*TEXT EXCERPT:*
::::::::

# Blue ridge saddlery



## pandora1121 (Jan 30, 2013)

i have waht i was told is a blue ridge roping saddle. i kno its a blue ridge cuz its stamped but is it a good brand of saddle it fits myhorse well seh doesnt show signs of pain orattititude that she did inher last saddle but i paid 350 for it was it a good deal ?


----------



## Saddlebag (Jan 17, 2011)

Can you get three fingers between the saddle and the withers when you've feen sitting in it for 10 min or so? If so then you got a great deal.


----------



## Rawhide (Nov 11, 2011)

pandora1121 said:


> i have waht i was told is a blue ridge roping saddle. i kno its a blue ridge cuz its stamped but is it a good brand of saddle it fits myhorse well seh doesnt show signs of pain orattititude that she did inher last saddle but i paid 350 for it was it a good deal ?


Heres some reviews on B/R ropeing saddles : Roping Saddles

Not saying it ain't a good deal but when I ask myself that question I ask myself if I was to sell it tomorrow, yes next day after purchase could I get at least what I paid for it ? :think: 

Boone


----------



## pandora1121 (Jan 30, 2013)

Rawhide said:


> Heres some reviews on B/R ropeing saddles : Roping Saddles
> 
> Not saying it ain't a good deal but when I ask myself that question I ask myself if I was to sell it tomorrow, yes next day after purchase could I get at least what I paid for it ? :think:
> 
> Boone


 i actually had an offer for 500 on it from someone i kno that has a really big qh


----------

::::::::

*DATASET EXCERPTS:*
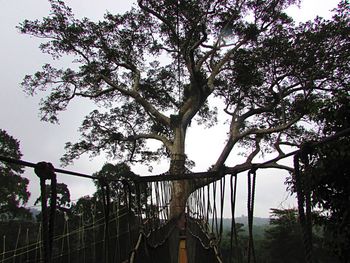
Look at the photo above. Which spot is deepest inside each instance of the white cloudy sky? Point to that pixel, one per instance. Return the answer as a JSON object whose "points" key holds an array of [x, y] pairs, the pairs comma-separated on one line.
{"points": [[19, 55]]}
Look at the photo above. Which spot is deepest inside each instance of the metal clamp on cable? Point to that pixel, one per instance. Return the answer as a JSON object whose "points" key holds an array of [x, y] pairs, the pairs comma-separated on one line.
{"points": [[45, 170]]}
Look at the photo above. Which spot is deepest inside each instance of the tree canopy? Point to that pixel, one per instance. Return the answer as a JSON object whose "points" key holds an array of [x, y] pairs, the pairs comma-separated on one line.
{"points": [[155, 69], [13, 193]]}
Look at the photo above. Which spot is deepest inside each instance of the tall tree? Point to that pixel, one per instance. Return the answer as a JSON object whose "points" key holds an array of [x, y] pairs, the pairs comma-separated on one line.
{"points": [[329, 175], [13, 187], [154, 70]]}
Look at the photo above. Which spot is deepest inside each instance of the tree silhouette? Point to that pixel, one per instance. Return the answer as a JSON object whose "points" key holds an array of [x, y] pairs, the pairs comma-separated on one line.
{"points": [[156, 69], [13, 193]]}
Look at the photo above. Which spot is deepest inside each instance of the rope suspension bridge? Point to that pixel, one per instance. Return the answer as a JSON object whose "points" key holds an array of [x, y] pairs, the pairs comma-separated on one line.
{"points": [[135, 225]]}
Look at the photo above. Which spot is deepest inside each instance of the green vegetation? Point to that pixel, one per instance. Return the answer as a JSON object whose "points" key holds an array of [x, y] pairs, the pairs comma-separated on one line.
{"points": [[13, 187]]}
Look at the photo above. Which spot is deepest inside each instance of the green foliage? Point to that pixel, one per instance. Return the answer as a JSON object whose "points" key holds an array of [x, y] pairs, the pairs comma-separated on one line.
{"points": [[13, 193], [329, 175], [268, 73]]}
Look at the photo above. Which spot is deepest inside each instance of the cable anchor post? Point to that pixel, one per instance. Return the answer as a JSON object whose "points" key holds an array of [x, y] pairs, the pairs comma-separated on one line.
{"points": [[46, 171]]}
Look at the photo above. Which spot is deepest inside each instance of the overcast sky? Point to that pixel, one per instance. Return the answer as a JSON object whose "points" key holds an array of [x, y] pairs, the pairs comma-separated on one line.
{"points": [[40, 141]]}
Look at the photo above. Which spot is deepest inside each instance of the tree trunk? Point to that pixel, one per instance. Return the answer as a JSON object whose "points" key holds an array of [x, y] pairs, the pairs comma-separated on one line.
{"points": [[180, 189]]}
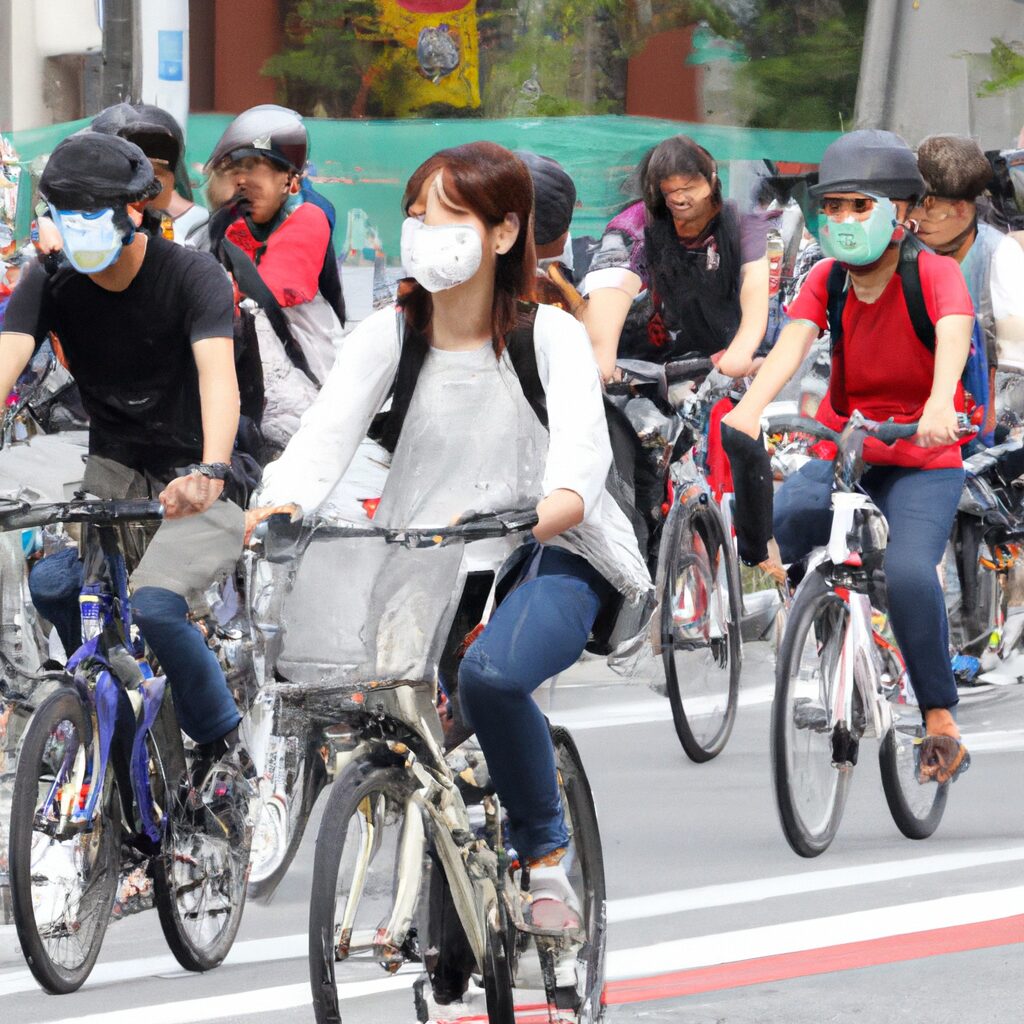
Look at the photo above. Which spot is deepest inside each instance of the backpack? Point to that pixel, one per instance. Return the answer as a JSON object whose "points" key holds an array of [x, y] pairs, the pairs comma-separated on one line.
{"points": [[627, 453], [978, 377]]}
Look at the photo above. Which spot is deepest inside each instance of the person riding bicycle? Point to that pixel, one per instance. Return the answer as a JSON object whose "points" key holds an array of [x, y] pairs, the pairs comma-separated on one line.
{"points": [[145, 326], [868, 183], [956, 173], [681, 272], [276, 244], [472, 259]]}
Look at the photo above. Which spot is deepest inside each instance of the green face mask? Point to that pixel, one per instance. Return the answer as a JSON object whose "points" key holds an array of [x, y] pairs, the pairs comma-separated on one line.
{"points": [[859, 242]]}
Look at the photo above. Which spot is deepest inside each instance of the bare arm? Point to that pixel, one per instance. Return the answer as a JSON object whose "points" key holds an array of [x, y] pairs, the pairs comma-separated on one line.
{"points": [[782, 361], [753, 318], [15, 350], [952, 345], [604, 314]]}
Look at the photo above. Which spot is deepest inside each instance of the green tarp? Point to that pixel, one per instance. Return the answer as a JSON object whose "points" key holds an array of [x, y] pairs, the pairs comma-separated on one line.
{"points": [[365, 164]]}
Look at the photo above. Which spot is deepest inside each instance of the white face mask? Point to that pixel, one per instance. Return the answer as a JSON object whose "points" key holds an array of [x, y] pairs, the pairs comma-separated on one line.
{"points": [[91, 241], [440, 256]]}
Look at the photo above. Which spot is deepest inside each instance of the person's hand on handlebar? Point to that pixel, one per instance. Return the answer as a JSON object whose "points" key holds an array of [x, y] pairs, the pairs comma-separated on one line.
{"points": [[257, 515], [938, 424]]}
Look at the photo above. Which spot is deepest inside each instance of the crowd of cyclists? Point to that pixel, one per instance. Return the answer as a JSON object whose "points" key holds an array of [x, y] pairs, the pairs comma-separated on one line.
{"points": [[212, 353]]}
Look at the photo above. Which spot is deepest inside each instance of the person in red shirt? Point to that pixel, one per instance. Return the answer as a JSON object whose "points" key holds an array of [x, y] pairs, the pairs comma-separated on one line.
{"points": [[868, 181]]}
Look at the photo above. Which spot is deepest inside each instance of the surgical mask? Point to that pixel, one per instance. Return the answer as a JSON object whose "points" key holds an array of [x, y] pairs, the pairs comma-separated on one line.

::::::::

*EXERCISE AIM:* Please repeat the Blue Ridge saddle thread word for word, from "Can you get" up to and including "(Nov 11, 2011)". The listing is separate material.

*TASK OUTPUT:*
Can you get three fingers between the saddle and the withers when you've feen sitting in it for 10 min or so? If so then you got a great deal.


----------



## Rawhide (Nov 11, 2011)